__The exercise__. Could you copy every record below line for line, with no changes at all?

__Given information__.
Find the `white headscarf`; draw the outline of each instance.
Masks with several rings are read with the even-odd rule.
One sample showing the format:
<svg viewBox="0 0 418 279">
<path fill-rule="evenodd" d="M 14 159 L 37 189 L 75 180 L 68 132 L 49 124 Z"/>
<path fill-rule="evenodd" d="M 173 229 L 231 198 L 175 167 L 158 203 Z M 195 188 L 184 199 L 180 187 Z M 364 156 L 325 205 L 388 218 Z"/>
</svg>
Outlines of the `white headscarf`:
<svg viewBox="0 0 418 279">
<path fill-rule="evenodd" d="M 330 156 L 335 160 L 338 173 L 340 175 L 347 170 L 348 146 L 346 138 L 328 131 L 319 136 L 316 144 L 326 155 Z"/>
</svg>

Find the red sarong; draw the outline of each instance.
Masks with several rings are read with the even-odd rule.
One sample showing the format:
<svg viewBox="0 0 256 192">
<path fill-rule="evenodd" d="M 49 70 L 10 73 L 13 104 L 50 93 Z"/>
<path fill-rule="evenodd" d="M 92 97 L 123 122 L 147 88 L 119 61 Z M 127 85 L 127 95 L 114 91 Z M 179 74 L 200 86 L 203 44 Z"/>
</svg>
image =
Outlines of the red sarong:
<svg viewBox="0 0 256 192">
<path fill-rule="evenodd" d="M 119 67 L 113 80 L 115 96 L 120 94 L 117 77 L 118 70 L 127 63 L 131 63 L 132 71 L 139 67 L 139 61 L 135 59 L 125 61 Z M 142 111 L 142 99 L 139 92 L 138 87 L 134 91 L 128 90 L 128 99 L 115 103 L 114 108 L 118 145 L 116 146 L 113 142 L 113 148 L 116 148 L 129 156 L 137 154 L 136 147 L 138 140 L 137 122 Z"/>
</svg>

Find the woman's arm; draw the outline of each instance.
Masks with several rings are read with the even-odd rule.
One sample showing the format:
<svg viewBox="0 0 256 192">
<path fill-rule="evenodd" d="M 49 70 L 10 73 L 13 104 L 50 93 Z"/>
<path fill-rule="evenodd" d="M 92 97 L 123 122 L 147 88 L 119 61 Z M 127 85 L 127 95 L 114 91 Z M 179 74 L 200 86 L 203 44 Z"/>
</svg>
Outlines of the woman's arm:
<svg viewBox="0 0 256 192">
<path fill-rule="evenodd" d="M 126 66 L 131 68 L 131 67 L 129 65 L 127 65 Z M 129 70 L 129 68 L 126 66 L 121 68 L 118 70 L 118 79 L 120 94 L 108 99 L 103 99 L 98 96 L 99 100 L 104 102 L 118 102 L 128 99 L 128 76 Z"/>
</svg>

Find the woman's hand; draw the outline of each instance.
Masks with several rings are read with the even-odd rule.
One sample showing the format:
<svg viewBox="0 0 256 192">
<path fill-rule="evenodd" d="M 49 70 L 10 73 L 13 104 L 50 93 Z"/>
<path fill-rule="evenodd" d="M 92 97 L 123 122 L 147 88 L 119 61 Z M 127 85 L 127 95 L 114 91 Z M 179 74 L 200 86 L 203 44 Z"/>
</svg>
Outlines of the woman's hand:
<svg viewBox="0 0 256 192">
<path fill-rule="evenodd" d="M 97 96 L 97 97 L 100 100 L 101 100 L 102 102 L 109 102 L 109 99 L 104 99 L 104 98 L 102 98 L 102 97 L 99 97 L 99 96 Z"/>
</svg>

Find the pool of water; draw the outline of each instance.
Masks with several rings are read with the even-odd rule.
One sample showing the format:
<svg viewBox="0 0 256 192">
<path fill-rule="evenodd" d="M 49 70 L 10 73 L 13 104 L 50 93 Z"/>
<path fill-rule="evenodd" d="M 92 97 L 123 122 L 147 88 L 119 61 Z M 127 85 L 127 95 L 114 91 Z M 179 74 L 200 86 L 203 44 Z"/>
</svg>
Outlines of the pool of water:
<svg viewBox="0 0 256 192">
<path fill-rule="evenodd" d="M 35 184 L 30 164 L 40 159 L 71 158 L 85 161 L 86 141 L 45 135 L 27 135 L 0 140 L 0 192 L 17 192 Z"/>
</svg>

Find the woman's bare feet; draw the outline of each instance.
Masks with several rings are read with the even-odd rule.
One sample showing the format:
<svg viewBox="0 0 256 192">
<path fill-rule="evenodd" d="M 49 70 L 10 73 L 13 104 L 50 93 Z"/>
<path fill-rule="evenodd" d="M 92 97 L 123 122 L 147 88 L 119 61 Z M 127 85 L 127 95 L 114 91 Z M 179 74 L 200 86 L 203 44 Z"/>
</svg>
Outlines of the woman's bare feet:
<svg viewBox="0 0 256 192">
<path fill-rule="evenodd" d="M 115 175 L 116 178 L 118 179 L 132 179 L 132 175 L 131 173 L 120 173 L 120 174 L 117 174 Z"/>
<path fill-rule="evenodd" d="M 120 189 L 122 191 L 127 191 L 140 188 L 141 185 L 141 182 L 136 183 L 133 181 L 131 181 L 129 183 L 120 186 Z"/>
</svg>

__Output for this task__.
Find the `white headscarf`; draw the outline of each instance.
Masks with several rings are read with the even-odd rule.
One sample showing the format:
<svg viewBox="0 0 418 279">
<path fill-rule="evenodd" d="M 14 159 L 37 189 L 75 180 L 68 132 L 49 124 Z"/>
<path fill-rule="evenodd" d="M 173 229 L 231 198 L 175 167 L 158 203 Z M 195 188 L 184 199 L 180 187 Z M 364 156 L 325 205 L 388 218 Z"/>
</svg>
Outlines of the `white headscarf`:
<svg viewBox="0 0 418 279">
<path fill-rule="evenodd" d="M 330 156 L 335 160 L 338 173 L 340 175 L 347 170 L 348 146 L 346 138 L 328 131 L 319 136 L 316 144 L 326 155 Z"/>
</svg>

Find the red sarong; draw the outline of each instance.
Masks with several rings are read with the even-odd rule.
One sample showing the format:
<svg viewBox="0 0 256 192">
<path fill-rule="evenodd" d="M 49 70 L 10 73 L 13 104 L 50 93 Z"/>
<path fill-rule="evenodd" d="M 92 97 L 123 122 L 147 88 L 119 61 Z M 127 85 L 127 95 L 114 91 Z M 179 74 L 200 86 L 203 44 Z"/>
</svg>
image =
Outlines of the red sarong:
<svg viewBox="0 0 256 192">
<path fill-rule="evenodd" d="M 119 67 L 113 80 L 115 96 L 120 94 L 117 77 L 118 70 L 127 63 L 131 63 L 132 71 L 139 67 L 139 61 L 135 59 L 125 61 Z M 142 111 L 142 99 L 139 92 L 138 87 L 134 91 L 128 90 L 128 99 L 115 103 L 114 108 L 118 145 L 116 146 L 113 142 L 113 148 L 116 148 L 129 156 L 137 154 L 136 147 L 138 140 L 137 122 Z"/>
</svg>

Find the woman's arm; draw the outline of each instance.
Masks with several rings are read with the even-odd rule.
One sample showing the format:
<svg viewBox="0 0 256 192">
<path fill-rule="evenodd" d="M 49 70 L 10 73 L 13 104 L 50 93 Z"/>
<path fill-rule="evenodd" d="M 92 97 L 123 122 L 147 88 L 119 61 Z M 127 85 L 127 95 L 114 91 Z M 179 74 L 200 86 L 203 44 Z"/>
</svg>
Outlines of the woman's arm:
<svg viewBox="0 0 256 192">
<path fill-rule="evenodd" d="M 126 66 L 131 68 L 131 67 L 129 65 L 127 65 Z M 129 70 L 129 68 L 126 66 L 121 68 L 118 70 L 118 79 L 120 94 L 108 99 L 103 99 L 98 96 L 99 100 L 104 102 L 118 102 L 128 99 L 128 76 Z"/>
</svg>

Find the woman's hand; draw the outline of each instance.
Masks with several rings are read with the even-odd rule.
One sample showing the format:
<svg viewBox="0 0 256 192">
<path fill-rule="evenodd" d="M 49 70 L 10 73 L 13 104 L 50 93 Z"/>
<path fill-rule="evenodd" d="M 92 97 L 123 122 L 147 88 L 119 61 Z M 127 85 L 127 95 L 114 91 Z M 179 74 L 200 86 L 203 44 Z"/>
</svg>
Outlines of the woman's hand:
<svg viewBox="0 0 256 192">
<path fill-rule="evenodd" d="M 97 96 L 97 97 L 100 100 L 101 100 L 102 102 L 109 102 L 109 99 L 104 99 L 104 98 L 102 98 L 102 97 L 99 97 L 99 96 Z"/>
</svg>

Find the pool of water; draw the outline of each instance.
Masks with several rings are read with the even-odd rule.
One sample showing the format:
<svg viewBox="0 0 256 192">
<path fill-rule="evenodd" d="M 49 70 L 10 73 L 13 104 L 50 93 Z"/>
<path fill-rule="evenodd" d="M 92 97 L 123 122 L 147 88 L 119 61 Z M 127 85 L 127 95 L 114 91 Z M 179 74 L 200 86 L 203 44 Z"/>
</svg>
Outlines of the pool of water:
<svg viewBox="0 0 256 192">
<path fill-rule="evenodd" d="M 35 184 L 30 164 L 40 159 L 71 158 L 85 161 L 86 141 L 45 135 L 27 135 L 0 140 L 0 192 L 17 192 Z"/>
</svg>

Find the woman's bare feet; draw the outline of each instance.
Masks with several rings are read with the even-odd rule.
One sample showing the format:
<svg viewBox="0 0 256 192">
<path fill-rule="evenodd" d="M 49 70 L 10 73 L 13 104 L 50 93 Z"/>
<path fill-rule="evenodd" d="M 92 97 L 123 122 L 147 88 L 119 61 Z M 127 85 L 127 95 L 114 91 Z M 179 74 L 200 86 L 203 44 Z"/>
</svg>
Outlines of the woman's bare feet:
<svg viewBox="0 0 256 192">
<path fill-rule="evenodd" d="M 115 175 L 116 178 L 118 179 L 132 179 L 132 175 L 131 173 L 120 173 L 120 174 L 117 174 Z"/>
<path fill-rule="evenodd" d="M 120 189 L 122 191 L 127 191 L 140 188 L 141 185 L 141 182 L 136 183 L 133 181 L 131 181 L 129 183 L 120 186 Z"/>
</svg>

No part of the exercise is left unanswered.